- _Exercise material_:
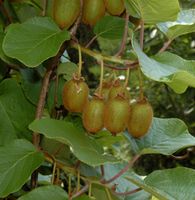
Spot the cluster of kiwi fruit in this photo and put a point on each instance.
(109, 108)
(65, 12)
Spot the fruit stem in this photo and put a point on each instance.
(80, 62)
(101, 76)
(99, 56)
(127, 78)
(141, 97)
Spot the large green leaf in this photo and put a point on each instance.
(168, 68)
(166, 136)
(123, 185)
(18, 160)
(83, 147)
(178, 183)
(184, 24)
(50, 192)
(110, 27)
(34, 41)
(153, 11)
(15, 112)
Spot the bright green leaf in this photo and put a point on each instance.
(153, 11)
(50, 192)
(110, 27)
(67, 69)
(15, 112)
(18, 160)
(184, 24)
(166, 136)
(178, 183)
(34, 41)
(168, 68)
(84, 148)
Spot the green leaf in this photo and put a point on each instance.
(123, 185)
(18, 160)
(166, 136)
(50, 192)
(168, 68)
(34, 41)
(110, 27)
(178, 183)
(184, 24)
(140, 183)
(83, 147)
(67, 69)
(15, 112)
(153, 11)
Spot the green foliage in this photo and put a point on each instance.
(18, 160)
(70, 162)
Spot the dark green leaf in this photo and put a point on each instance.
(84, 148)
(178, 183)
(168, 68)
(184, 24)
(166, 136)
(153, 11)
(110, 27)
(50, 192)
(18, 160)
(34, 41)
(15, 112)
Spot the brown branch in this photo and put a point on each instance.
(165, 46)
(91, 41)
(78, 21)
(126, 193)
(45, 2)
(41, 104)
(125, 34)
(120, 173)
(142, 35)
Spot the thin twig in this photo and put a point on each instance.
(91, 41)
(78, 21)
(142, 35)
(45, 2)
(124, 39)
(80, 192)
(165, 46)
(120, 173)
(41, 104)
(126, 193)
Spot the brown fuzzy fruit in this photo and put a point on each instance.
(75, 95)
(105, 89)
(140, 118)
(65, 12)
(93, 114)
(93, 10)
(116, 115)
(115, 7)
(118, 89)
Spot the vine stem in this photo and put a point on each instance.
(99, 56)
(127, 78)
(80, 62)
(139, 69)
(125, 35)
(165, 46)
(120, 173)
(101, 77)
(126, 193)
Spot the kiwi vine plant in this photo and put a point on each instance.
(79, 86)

...

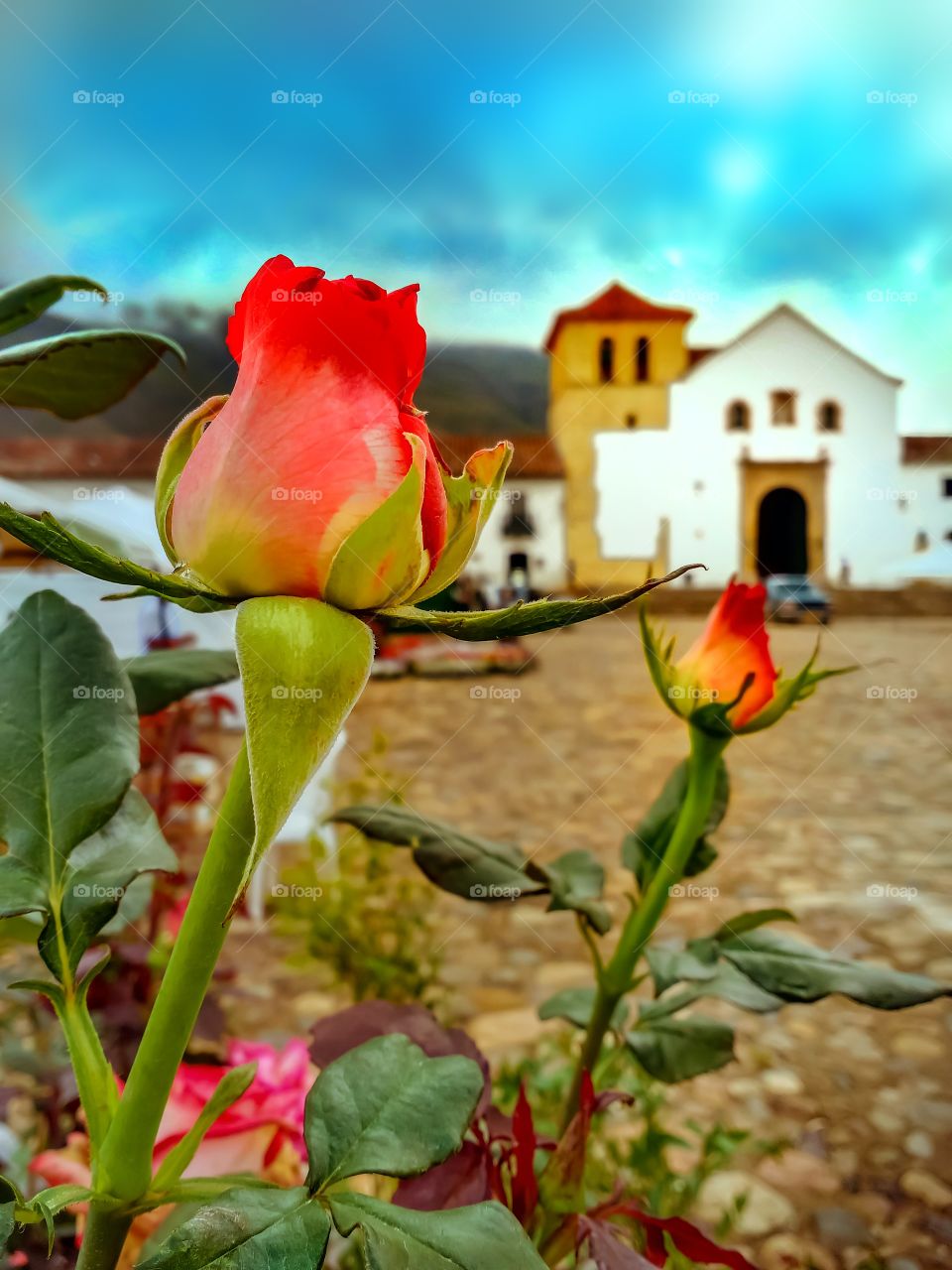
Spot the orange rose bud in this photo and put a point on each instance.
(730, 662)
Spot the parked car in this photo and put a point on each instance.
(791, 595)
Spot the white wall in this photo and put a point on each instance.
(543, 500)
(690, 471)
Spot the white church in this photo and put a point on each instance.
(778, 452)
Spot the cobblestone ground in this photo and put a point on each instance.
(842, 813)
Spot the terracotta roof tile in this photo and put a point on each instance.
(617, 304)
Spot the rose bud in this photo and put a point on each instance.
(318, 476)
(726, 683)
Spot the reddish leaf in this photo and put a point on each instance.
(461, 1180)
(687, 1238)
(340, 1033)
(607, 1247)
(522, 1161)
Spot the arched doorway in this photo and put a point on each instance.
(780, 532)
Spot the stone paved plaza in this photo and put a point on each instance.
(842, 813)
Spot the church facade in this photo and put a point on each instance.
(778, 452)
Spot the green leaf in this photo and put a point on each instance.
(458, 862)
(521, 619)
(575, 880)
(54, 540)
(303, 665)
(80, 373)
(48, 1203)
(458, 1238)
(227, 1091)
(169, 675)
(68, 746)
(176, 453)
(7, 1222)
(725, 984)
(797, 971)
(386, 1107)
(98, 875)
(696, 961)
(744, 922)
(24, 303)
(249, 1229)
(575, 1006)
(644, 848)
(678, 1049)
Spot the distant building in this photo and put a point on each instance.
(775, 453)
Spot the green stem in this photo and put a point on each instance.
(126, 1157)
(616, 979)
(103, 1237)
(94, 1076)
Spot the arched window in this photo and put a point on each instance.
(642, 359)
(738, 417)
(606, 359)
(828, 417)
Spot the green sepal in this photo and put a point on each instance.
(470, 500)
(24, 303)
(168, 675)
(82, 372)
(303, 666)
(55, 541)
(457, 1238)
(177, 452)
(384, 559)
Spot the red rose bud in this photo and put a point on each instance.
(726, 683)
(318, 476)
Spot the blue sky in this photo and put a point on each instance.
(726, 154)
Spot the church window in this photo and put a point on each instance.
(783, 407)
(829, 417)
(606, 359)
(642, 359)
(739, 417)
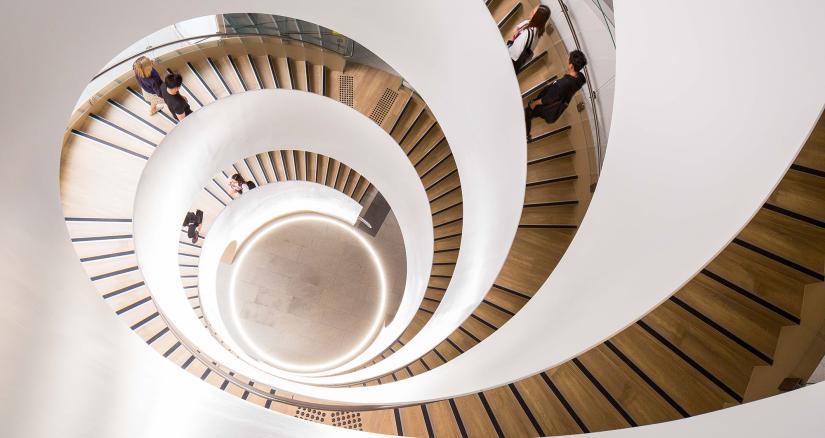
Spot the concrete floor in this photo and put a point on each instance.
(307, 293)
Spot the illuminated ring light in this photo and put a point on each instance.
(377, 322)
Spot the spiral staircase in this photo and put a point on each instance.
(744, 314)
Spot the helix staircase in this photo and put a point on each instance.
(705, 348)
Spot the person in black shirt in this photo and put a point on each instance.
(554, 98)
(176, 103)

* * *

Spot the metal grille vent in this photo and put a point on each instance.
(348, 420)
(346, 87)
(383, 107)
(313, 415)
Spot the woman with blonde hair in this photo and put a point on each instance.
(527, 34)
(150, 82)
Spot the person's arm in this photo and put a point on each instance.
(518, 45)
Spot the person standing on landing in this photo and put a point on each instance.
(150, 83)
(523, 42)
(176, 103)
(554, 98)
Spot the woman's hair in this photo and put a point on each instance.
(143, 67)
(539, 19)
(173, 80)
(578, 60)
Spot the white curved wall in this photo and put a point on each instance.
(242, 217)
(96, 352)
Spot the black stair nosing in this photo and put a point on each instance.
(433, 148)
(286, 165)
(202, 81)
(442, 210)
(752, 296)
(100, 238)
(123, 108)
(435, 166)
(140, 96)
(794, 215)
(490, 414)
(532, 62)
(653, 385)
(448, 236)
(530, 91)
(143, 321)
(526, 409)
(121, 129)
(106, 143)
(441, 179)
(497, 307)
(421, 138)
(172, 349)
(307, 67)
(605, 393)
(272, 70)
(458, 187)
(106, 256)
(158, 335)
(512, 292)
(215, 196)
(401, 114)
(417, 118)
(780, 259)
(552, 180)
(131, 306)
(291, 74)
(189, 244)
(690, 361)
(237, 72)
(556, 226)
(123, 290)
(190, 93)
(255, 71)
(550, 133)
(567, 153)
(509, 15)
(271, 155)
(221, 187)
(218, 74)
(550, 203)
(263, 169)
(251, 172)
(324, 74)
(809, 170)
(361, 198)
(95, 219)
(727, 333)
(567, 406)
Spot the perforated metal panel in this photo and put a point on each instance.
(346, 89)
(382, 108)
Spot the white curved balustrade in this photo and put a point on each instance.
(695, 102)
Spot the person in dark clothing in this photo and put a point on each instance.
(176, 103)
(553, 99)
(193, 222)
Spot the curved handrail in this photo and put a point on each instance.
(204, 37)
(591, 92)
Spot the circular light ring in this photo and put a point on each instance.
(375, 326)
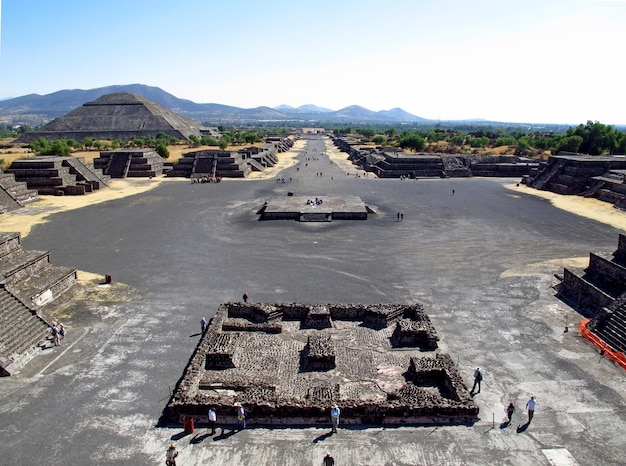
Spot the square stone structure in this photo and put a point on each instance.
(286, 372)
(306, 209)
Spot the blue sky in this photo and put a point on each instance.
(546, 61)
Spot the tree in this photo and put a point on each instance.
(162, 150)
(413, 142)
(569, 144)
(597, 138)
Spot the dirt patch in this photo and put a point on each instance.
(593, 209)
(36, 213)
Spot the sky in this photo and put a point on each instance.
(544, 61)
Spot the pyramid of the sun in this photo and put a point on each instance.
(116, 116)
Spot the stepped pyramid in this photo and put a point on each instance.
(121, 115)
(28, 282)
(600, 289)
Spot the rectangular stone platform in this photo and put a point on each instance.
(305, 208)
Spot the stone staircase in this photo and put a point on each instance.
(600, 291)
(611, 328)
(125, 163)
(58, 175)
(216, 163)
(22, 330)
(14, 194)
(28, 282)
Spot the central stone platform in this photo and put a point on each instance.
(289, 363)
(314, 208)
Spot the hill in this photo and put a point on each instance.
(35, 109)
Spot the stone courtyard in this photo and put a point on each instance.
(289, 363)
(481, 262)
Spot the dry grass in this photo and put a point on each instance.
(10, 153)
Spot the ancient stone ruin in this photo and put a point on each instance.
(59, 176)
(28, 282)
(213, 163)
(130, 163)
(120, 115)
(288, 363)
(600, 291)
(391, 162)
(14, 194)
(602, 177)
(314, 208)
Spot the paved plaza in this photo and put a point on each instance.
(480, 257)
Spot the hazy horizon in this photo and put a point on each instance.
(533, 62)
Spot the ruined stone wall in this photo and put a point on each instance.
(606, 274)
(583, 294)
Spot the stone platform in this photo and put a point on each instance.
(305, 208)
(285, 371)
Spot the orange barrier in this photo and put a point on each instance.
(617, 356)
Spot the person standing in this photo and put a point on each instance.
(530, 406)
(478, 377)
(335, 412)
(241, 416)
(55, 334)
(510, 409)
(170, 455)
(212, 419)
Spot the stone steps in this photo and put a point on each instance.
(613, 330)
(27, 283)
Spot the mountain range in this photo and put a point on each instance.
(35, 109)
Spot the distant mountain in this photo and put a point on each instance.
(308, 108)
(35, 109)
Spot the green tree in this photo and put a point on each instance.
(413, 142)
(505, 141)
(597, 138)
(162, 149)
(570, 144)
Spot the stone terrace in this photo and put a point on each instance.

- _What is needed_: When you reach the line containing "Spot the distant mountain" in the data above, start copying exactly, and stop after the line containing "Spot the stone terrace".

- _Written reply_:
Spot the distant mountain in this photo and put a point on each instance.
(308, 108)
(35, 109)
Spot the green tree in this photo and put a point on each instance.
(413, 142)
(505, 141)
(597, 138)
(162, 149)
(570, 144)
Spot the stone terrace in this photo and put a point on each instance.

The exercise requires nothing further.